Nothing but a number is wanted here: the count of lines in the data holding the word "below".

» Provided records:

=== Begin Enclosure ===

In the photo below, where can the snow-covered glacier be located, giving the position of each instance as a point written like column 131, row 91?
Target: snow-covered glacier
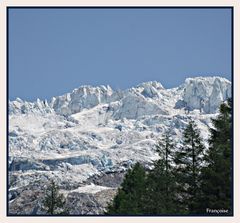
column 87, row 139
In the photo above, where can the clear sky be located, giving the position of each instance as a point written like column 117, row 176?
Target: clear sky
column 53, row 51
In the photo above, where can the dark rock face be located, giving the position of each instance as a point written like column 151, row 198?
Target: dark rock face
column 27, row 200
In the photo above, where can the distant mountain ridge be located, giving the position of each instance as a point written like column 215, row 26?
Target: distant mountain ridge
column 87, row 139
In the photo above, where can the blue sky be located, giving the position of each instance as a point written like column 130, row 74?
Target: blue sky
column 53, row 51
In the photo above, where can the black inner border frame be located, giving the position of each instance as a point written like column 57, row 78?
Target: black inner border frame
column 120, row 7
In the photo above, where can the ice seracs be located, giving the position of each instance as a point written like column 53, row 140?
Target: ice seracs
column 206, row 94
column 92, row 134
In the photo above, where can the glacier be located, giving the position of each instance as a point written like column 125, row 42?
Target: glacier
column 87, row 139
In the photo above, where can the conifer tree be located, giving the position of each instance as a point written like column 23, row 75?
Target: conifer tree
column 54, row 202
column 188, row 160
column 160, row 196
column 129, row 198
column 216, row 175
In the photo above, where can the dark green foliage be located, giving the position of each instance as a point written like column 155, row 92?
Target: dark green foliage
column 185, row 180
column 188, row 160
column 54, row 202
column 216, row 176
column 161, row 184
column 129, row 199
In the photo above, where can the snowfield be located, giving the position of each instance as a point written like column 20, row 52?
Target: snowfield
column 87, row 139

=== End Enclosure ===
=== Begin Enclosure ===

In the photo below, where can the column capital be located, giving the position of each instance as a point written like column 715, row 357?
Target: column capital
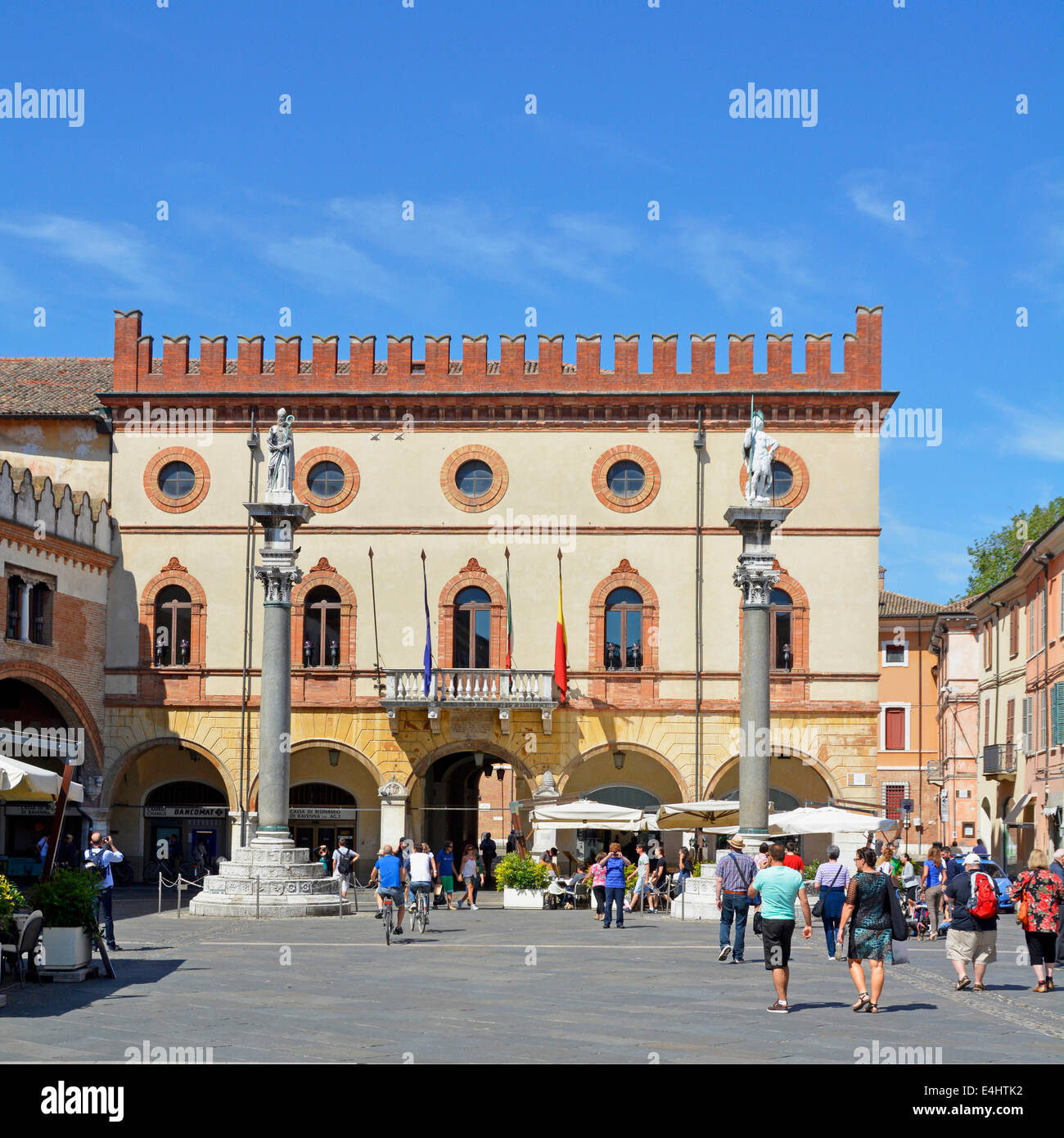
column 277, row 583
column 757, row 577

=== End Enclosure ===

» Reply:
2